## [Supplied material]
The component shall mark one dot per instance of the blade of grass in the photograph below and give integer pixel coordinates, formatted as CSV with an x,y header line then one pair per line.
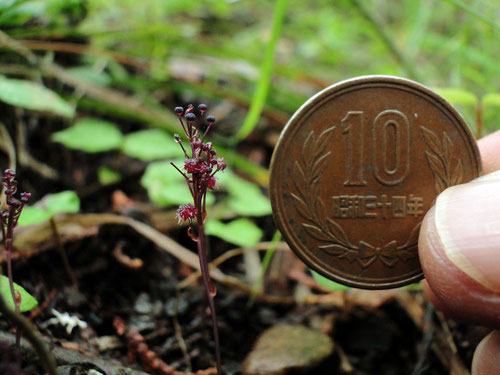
x,y
264,81
473,12
265,263
380,30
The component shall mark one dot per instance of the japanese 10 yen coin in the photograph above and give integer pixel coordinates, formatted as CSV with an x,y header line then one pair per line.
x,y
355,170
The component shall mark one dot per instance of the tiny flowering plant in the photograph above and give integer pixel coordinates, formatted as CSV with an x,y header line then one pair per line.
x,y
199,169
9,216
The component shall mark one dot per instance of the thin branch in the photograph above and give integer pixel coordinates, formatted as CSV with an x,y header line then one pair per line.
x,y
379,28
30,333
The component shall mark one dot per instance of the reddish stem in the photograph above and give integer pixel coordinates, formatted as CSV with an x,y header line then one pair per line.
x,y
209,286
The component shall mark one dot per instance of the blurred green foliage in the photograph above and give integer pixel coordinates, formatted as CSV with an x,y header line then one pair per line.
x,y
254,62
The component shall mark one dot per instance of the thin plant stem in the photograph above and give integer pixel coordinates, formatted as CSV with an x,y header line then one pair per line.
x,y
209,287
30,333
62,253
393,48
264,82
8,255
265,263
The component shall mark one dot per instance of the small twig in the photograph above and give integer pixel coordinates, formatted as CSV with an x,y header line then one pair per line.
x,y
429,330
178,332
448,358
25,157
134,263
379,28
345,365
30,333
60,248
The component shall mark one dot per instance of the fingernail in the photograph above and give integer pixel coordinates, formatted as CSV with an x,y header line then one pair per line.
x,y
468,223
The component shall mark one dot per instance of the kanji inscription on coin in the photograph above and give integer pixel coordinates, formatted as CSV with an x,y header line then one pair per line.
x,y
355,171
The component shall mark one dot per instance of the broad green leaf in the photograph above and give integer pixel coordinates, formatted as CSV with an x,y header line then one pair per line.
x,y
491,100
33,96
491,112
458,96
166,186
107,176
252,205
32,215
90,135
327,283
63,202
86,73
245,198
148,145
28,302
241,232
464,102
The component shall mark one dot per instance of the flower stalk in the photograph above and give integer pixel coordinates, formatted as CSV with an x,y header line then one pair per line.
x,y
199,169
8,220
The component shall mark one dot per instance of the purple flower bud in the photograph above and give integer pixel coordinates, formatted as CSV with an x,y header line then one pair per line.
x,y
221,165
211,182
197,144
193,165
9,173
186,212
13,202
25,197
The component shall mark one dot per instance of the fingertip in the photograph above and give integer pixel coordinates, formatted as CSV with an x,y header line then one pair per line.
x,y
486,359
458,252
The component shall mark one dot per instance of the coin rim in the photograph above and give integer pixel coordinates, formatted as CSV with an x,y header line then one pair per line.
x,y
309,105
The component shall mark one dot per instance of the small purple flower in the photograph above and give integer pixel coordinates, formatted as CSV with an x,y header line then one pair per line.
x,y
200,166
211,182
193,165
186,212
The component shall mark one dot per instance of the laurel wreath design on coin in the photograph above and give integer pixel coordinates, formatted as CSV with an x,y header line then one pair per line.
x,y
306,176
440,157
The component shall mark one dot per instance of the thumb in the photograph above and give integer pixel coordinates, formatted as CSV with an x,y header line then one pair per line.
x,y
486,358
459,250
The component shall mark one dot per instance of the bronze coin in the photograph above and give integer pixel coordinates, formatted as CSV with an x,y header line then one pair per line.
x,y
355,170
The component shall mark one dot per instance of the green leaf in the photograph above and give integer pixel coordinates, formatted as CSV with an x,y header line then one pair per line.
x,y
90,135
241,232
148,145
33,96
63,202
491,99
86,73
166,186
458,96
245,198
28,302
327,283
107,176
32,215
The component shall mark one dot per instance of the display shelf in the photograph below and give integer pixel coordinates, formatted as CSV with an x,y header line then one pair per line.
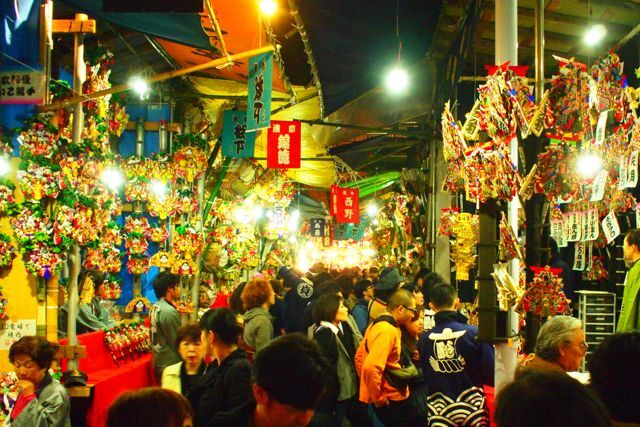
x,y
597,311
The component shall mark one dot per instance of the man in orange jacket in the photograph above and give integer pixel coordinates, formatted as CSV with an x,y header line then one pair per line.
x,y
378,353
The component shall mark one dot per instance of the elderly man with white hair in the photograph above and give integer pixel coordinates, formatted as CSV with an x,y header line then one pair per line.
x,y
560,346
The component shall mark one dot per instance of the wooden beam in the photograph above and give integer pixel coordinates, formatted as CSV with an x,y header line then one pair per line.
x,y
154,126
158,78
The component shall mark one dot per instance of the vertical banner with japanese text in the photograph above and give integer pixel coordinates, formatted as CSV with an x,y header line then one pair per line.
x,y
333,199
259,103
283,145
236,142
21,86
348,205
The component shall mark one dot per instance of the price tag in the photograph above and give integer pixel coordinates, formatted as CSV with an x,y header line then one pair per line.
x,y
11,332
610,227
622,173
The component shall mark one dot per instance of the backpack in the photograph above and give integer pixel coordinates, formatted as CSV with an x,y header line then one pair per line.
x,y
397,378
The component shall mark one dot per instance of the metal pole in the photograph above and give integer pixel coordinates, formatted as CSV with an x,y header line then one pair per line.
x,y
79,76
195,284
539,32
140,138
46,44
72,338
162,139
506,13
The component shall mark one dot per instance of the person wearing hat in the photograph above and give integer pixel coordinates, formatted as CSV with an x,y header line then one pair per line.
x,y
388,282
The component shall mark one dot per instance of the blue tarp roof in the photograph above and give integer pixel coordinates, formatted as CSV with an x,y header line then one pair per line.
x,y
183,28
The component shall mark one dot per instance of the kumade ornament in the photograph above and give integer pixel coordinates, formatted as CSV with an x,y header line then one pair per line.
x,y
7,251
465,230
543,295
189,163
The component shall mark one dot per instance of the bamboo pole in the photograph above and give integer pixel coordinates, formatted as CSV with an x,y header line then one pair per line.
x,y
159,77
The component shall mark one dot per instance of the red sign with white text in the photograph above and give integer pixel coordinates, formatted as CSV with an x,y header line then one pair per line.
x,y
283,144
348,205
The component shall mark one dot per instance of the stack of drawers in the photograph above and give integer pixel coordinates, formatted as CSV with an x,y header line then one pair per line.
x,y
597,311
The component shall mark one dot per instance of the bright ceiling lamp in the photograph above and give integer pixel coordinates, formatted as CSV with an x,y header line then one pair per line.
x,y
139,86
397,80
589,165
595,34
112,178
372,209
268,7
5,166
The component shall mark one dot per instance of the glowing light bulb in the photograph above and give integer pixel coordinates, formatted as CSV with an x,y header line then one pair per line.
x,y
294,218
112,178
595,34
589,164
140,86
397,81
5,166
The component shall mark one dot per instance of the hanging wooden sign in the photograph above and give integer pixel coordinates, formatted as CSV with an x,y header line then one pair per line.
x,y
598,186
236,142
348,205
610,227
593,231
632,170
316,228
579,258
260,83
283,145
622,173
601,128
574,226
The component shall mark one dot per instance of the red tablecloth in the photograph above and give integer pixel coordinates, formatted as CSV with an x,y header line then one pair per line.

## [Task brief]
From the line containing "The component shall mark one dot per instance of the bright" through the final line of the listing above, retype every line exactly; leave out everything else.

## [Task response]
The component shall mark one dot per instance of the bright ceiling lamp in the photograph above and give integer pixel coordinates, formatted as CSV with an x,y header line then one pair per line.
x,y
139,86
397,80
589,165
595,34
112,178
372,209
268,7
5,166
The component shall mark one dot per instance of the glowing light bulb in the photograph above and give integer pixel coordinates, formatted as CSV with an x,y header line then one pair per line.
x,y
294,218
112,178
595,34
589,164
140,86
397,81
5,166
The component shall mark one dot per instance of the hanging wooden sign in the photograph above and give integer pixel coordinates, formatted as CSV with an x,y header line then one pair per line.
x,y
598,186
236,142
348,205
610,227
593,231
632,170
316,228
579,258
260,83
283,145
622,173
601,128
574,226
The component shall mark one dot per instance of the red tablecloth in the photograph above and give integer pixel coordinates, formatted as CSV with an x,y header line then one pair per line.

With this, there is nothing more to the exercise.